[Records from a data source]
>> start

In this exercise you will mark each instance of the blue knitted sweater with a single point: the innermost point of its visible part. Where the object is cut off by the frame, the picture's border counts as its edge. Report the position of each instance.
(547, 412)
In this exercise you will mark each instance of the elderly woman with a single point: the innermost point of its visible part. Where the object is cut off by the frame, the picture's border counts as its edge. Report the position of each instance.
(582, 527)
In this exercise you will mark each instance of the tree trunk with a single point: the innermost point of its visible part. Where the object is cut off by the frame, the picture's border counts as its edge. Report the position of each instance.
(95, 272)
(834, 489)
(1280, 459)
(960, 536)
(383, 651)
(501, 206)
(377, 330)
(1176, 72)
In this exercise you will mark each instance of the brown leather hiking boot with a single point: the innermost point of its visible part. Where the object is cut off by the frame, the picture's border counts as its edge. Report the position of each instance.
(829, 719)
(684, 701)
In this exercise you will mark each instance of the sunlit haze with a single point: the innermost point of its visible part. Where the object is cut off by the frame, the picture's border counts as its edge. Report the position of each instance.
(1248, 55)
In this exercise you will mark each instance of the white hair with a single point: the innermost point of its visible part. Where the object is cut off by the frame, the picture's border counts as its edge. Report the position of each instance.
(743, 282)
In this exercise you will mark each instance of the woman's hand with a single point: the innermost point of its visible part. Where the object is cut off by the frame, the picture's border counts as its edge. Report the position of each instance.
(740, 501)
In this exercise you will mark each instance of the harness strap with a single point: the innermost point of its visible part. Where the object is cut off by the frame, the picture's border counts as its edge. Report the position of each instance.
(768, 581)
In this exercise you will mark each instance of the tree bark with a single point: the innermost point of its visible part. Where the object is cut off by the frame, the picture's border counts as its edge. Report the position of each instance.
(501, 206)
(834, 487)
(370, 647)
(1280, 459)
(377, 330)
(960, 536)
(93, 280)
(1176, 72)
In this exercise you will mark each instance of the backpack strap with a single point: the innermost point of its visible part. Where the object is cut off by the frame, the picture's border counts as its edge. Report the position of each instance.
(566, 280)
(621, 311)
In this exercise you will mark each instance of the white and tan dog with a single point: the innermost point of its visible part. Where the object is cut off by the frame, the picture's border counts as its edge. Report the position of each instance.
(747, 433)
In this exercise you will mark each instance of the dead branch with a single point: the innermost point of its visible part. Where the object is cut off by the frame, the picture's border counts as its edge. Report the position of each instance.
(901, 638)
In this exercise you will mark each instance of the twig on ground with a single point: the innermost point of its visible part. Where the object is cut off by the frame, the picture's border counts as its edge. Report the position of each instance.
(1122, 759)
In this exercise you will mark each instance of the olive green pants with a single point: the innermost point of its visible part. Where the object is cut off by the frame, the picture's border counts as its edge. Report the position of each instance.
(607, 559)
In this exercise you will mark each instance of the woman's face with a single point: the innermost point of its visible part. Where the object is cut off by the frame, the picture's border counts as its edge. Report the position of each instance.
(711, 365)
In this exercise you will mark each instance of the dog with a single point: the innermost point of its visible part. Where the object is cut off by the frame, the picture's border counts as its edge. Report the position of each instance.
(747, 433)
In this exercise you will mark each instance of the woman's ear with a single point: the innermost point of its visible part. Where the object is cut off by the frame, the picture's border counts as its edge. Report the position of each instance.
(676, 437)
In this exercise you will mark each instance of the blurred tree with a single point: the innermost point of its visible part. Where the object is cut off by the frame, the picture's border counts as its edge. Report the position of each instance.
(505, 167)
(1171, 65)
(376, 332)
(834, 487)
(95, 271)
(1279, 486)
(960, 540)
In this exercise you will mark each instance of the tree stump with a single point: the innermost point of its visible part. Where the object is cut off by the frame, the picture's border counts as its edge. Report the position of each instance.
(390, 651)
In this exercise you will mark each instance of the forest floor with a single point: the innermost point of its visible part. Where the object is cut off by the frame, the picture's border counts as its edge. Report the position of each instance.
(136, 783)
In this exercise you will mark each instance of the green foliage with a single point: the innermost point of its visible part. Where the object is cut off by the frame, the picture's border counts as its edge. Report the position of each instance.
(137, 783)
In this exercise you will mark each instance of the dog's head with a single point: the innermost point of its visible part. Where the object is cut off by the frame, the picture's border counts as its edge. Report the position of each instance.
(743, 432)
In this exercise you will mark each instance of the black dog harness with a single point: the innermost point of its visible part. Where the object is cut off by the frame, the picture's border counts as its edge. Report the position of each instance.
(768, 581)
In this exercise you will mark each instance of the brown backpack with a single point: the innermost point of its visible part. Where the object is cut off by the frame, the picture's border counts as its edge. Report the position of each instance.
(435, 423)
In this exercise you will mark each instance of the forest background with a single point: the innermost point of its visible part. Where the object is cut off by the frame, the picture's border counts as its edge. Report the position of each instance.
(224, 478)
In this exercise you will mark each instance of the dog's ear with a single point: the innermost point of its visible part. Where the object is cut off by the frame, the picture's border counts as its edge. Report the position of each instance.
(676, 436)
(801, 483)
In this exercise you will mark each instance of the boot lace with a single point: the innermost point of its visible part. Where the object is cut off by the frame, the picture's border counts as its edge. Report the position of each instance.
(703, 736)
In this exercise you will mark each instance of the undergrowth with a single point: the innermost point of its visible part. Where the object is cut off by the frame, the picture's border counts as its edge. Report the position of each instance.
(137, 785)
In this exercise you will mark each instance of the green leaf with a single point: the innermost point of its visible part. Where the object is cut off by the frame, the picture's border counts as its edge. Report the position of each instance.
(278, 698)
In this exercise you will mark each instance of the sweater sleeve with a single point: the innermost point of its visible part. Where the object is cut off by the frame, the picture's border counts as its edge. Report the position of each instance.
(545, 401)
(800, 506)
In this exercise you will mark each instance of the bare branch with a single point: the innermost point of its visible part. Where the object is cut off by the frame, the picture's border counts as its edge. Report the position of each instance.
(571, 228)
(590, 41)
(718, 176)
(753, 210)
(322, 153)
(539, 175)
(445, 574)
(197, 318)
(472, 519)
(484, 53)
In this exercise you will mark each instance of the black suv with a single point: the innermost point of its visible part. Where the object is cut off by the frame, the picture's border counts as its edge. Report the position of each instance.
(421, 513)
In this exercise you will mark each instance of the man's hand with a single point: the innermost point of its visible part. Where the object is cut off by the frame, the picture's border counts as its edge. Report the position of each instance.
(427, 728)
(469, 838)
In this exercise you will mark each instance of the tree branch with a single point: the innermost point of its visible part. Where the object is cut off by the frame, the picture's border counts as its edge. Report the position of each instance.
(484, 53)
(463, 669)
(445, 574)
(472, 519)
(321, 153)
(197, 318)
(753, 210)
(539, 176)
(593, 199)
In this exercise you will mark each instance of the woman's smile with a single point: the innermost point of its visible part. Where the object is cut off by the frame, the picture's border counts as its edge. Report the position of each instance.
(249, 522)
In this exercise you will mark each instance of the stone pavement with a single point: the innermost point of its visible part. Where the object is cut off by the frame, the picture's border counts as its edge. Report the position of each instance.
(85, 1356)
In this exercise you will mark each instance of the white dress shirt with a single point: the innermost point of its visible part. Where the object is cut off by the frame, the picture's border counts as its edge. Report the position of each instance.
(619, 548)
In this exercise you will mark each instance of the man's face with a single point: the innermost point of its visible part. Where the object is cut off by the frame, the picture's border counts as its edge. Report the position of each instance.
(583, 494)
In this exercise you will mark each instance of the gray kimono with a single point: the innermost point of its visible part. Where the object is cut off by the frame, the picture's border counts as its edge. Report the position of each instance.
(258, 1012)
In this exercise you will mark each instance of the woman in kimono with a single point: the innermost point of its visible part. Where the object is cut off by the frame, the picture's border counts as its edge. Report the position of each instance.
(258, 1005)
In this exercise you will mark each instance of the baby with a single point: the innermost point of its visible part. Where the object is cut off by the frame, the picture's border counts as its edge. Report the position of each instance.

>> end

• **What needs to be done**:
Your task is to reproduce all of the records exactly.

• **Correct output**:
In this exercise you will mark each instance of the blue knitted sweater with a single point: the innermost point of its visible part. Where the object is cut off by the frame, the picture's border counts as its edge. Report the position of each instance.
(547, 412)
In this exercise you will mark each instance of the elderly woman with a single point: the innermost point of its visible part. Where the object is cut off by the frame, the picture's border counts as its edge. Report the position of each instance.
(582, 527)
In this exercise you will mark each instance of the tree trunk with a single point: the innermost point of its visible part. Where the object is cut off by the frame, the picture's border counts as its edge. Report the position of each instance.
(95, 272)
(834, 489)
(1280, 459)
(960, 536)
(383, 651)
(501, 206)
(377, 330)
(1176, 72)
In this exercise you will mark each instance of the brown leather hiking boot with a single point: the innermost point of its visible part. Where the object is cut off by the frame, the picture's border counts as its edge. Report the position of each instance.
(829, 719)
(684, 701)
In this exercise you will mark each instance of the sunlit haze with a single point: the innermost point of its visible part. Where the object is cut off by the frame, the picture's border counts as its edge. Report the position of each instance.
(1248, 55)
In this exercise you will mark each instance of the white hair with a single point: the innermost point of its visible part. Where the object is cut off by the frame, the picture's border counts as its edge. Report the position of each instance.
(743, 282)
In this exercise you will mark each instance of the woman's hand with a single point: the innermost point of its visible part. Where the object is cut off by the frame, the picture's border counts as its edge. Report the position of each instance.
(740, 501)
In this exercise you will mark each instance of the harness strap with a single point: the innermost point of its visible part. Where the object is cut off by the frame, the picture's border counts as its edge. Report the position of each instance.
(768, 581)
In this exercise you will mark each instance of the tree bark with a single point: the innermost point of its visible part. Where the object is cut off by the frame, the picture's border counts as its edge. Report the position of each instance.
(501, 206)
(834, 487)
(370, 647)
(1280, 459)
(377, 330)
(960, 536)
(93, 280)
(1176, 72)
In this exercise you will mark each instance of the backpack strap with a single point: the innermost point of its visible part. Where the object is cut off by the frame, the picture's border counts as its edge. Report the position of each instance.
(566, 280)
(621, 311)
In this exercise you will mark each instance of the white and tan dog with a single point: the innermost point of its visible part. Where the object is cut off by the frame, the picture's border counts as its edge. Report the position of each instance.
(747, 433)
In this exercise you will mark each instance of the dead branch with a single point: the innermost point of its visible part. Where the object is cut off by the frame, the picture's border counts as its edge. Report the position of each instance.
(901, 638)
In this exercise you will mark each instance of the twig on ground with a single point: the innermost point of its visible part. Where the object is cut off by the frame, the picture's border counts as its edge. Report the position of each instance.
(1122, 759)
In this exercise you will mark each instance of the olive green pants with a single point: the innermost point of its visible part. Where the object is cut off by the frame, the picture's border counts as its edge. Report the position of each instance.
(607, 559)
In this exercise you will mark each instance of the woman's face with a single point: the innermost point of its visible part. Where the object is cut off by the frame, the picture's border counts as its edge. Report the position of each instance.
(711, 365)
In this exercise you will mark each instance of the dog with a single point: the innermost point of its visible part. Where the object is cut off by the frame, the picture's border counts as its edge. Report the position of each instance.
(747, 433)
In this exercise you will mark each instance of the woman's ear with a single point: the innermost point of its visible part. Where the object is cut off by the frame, the picture's border counts as its edge. Report the position of each instance.
(676, 437)
In this exercise you will mark each instance of the blurred tree with a single point: the innermost point of its visible part. Where the object is cut off by the frame, the picture's border counts as its edge. Report the position of each instance.
(505, 167)
(1171, 65)
(376, 332)
(834, 487)
(95, 271)
(1279, 486)
(960, 540)
In this exercise you will mark each instance of the tree stump with a single point: the innermost point of its visible part. Where the object is cut off by the frame, the picture's border counts as its edge. Report the position of each instance.
(390, 651)
In this exercise you will mark each instance of the forest floor with a single point: the innermost point of its visible part. Where the object is cut off by the frame, the picture's border counts as its edge. Report the position of each instance.
(136, 783)
In this exercise you will mark each instance of the green foliage with a single point: the innermost point of its visible part. Where the object is cut off by the frame, the picture's border counts as its edge. Report the position of each instance.
(137, 783)
In this exercise you will mark each instance of the dog's head with a single point: the innermost point of its visible part. Where the object is cut off by the frame, the picture's border counts as its edge. Report the position of each instance.
(743, 432)
In this exercise you will mark each instance of the black dog harness with a single point: the innermost point of its visible part. Where the object is cut off by the frame, the picture's border counts as its edge. Report the position of each instance.
(768, 581)
In this exercise you will mark each instance of the brown backpack with a single point: the innermost point of its visible part. Where the object is cut off by the frame, the picture's border counts as its edge. Report the position of each instance.
(435, 423)
In this exercise you will mark each instance of the forest background with a single point: the innermost point of its visible part. Where the object is cut off by the frame, the picture's border counts as its edge. Report the position of each instance.
(224, 478)
In this exercise you will mark each instance of the dog's ear with a single point: the innermost point of its visible part. Where the object is cut off by the frame, the picture's border counts as its edge. Report the position of each instance.
(676, 436)
(801, 483)
In this exercise you will mark each instance of the boot lace with a single point: the innermost point of its visible part. Where the object is cut off by the frame, the picture's border counts as its edge. Report the position of each instance.
(703, 736)
In this exercise you will mark each instance of the undergrowth with a single point: the innermost point of its visible part. Where the object is cut off by the frame, the picture's border counts as its edge. Report the position of each instance.
(137, 785)
In this exercise you will mark each instance of the green leaf with a single point: the innermost point of its visible part. Where the object is cut off by the frame, the picture's border counts as its edge. Report the position of each instance.
(278, 698)
In this exercise you will mark each instance of the sweater sleeve with a single point: the innermost point of its visible part. Where the object is cut off by the frame, the picture's border counts as its edge. Report the position of each instance.
(545, 401)
(800, 506)
In this exercise you will mark each instance of the bare branch with a single point: the innermost point of its visible part. Where the object is cut off by the frame, the picture's border counts as its edge. Report the position of each instance.
(571, 228)
(590, 41)
(718, 176)
(753, 210)
(322, 153)
(539, 175)
(445, 574)
(197, 318)
(472, 519)
(484, 53)
In this exercise you will mark each instance of the black suv with a single point: the innermost point of its visible part. Where the object is cut off by the frame, the picture's border counts as its edge. Report the position of each instance.
(421, 513)
In this exercise you will mark each instance of the man's hand with a single point: the innermost point of its visible part. Where the object is cut off by the frame, the picture's border counts as its edge. Report the position of each instance.
(427, 728)
(469, 838)
In this exercise you will mark each instance of the tree branch with a single point: the innermost point of its visible part. Where the object is cut off by the frame, the picture's border counts as its edge. Report the position of each instance.
(484, 53)
(463, 669)
(445, 574)
(472, 519)
(321, 153)
(197, 318)
(753, 210)
(539, 176)
(593, 199)
In this exercise you will mark each instance of the woman's smile with a single point: the innermost point of its visible part. Where the object is cut off by the frame, the picture's border counts as its edge. Report the position of each instance.
(249, 522)
In this exercise you will mark each instance of the stone pavement with a single point: the innermost point of its visible part. Where the object is cut off by the frame, the picture's border counts as its edge. Report the position of each instance.
(85, 1356)
In this exercise you will mark each instance of the white dress shirt with a single point: the innermost point of its visible part. Where the object is cut off by the frame, the picture's border counts as its edge. Report the position of each instance.
(619, 548)
In this exercise you will mark each instance of the man's face with a single point: the innermost point of its visible part. Where the object is cut off by the frame, the picture's border counts as its edge. Report the position of each instance.
(583, 494)
In this exercise you will mark each instance of the gray kimono with a single point: the innermost point of its visible part. Where the object is cut off by the frame, the picture's border counts as its edge. Report the position of each instance.
(258, 1012)
In this exercise you will mark each instance of the woman in kimono with a single point: the innermost point of its visible part. Where the object is cut off by the frame, the picture's border counts as its edge. Report the position of each instance.
(258, 1005)
In this exercise you will mark each instance of the baby with a single point: the innermost point of its visible part. Where the object is cut off by the frame, the picture's border counts as its edge. Report the position of each instance.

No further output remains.